» **Directive**: Beneath this sentence is a set of records; write each of them out exactly.

» **Data for this task**:
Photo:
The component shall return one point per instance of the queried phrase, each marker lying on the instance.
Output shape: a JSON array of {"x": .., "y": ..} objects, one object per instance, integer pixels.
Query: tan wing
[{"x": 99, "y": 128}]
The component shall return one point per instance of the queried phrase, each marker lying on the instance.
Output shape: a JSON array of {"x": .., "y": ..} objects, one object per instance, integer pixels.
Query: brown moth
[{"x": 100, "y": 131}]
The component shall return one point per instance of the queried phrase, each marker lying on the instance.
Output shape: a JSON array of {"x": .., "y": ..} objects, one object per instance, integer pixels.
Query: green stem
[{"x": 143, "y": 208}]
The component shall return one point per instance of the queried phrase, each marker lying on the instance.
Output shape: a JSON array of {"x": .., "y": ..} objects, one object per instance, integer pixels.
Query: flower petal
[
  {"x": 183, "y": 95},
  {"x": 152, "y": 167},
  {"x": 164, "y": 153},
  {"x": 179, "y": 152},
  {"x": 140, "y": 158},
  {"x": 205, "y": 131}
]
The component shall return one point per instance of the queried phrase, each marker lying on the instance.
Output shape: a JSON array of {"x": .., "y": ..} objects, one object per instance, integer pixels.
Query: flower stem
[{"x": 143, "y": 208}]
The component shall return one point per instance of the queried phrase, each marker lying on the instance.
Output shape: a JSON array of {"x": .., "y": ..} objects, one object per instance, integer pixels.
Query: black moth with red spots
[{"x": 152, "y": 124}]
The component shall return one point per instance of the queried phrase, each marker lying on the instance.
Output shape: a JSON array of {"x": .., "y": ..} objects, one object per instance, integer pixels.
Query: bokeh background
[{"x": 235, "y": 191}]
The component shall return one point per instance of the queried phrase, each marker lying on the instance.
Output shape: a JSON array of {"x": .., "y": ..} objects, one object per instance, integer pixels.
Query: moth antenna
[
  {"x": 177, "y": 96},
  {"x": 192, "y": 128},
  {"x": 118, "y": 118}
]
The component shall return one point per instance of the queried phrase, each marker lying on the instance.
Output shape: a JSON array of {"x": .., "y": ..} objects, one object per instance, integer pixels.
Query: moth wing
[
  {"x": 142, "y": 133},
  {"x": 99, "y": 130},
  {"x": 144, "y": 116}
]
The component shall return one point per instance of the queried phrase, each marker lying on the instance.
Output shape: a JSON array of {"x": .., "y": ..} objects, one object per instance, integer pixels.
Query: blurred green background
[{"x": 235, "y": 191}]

» **Complete answer**:
Photo:
The component shall return one point per instance of the queried phrase, each marker lying on the instance.
Output shape: a JSON array of {"x": .., "y": ..} objects, one object per instance, integer pixels.
Query: tan wing
[{"x": 99, "y": 128}]
The component shall return one point per instance of the queried phrase, each marker lying on the instance.
Output shape: a JSON array of {"x": .., "y": ..} objects, one object per instance, integer pixels.
Query: brown moth
[{"x": 100, "y": 131}]
The component shall return one point per instance of the queried phrase, each marker lying on the instance.
Output shape: a JSON array of {"x": .., "y": ..} objects, one object per instance, integer pixels.
Query: green stem
[{"x": 143, "y": 208}]
The component shall return one point per instance of the queried phrase, each marker lying on the instance.
Output shape: a JSON array of {"x": .., "y": ..} objects, one object per instance, integer pixels.
Query: flower petal
[
  {"x": 183, "y": 95},
  {"x": 152, "y": 167},
  {"x": 164, "y": 153},
  {"x": 179, "y": 152},
  {"x": 140, "y": 158},
  {"x": 205, "y": 131}
]
The component shall return one point per instance of the queried phrase, each marker lying on the instance.
Output shape: a JSON array of {"x": .., "y": ..} objects, one object per instance, integer pixels.
Query: flower stem
[{"x": 143, "y": 208}]
The component shall return one point per instance of the queried phrase, each marker lying on the instance.
Output shape: a JSON array of {"x": .., "y": ..} objects, one object per instance, integer pixels.
Query: black moth with red spots
[{"x": 152, "y": 124}]
The component shall return one point per instance of the queried phrase, each marker lying on the instance.
Output shape: a JSON array of {"x": .., "y": ..} objects, one object per instance, integer pixels.
Query: bokeh background
[{"x": 235, "y": 191}]
The component shall return one point per instance of the queried phrase, each marker lying on the instance.
Output shape: a JSON array of {"x": .., "y": ..} objects, one object per instance, integer pixels.
Query: moth antenna
[
  {"x": 177, "y": 96},
  {"x": 192, "y": 128},
  {"x": 118, "y": 118}
]
The component shall return one point per instance of the queried phrase, each marker lying on the instance.
Output shape: a JSON array of {"x": .., "y": ..} objects, one object per instance, integer pixels.
Query: moth wing
[
  {"x": 142, "y": 133},
  {"x": 99, "y": 130},
  {"x": 144, "y": 116}
]
The component shall return one point per instance of the queried phrase, each marker lying on the instance.
Output shape: a JSON array of {"x": .., "y": ..} objects, one object per instance, integer pixels.
Query: blurred green background
[{"x": 235, "y": 191}]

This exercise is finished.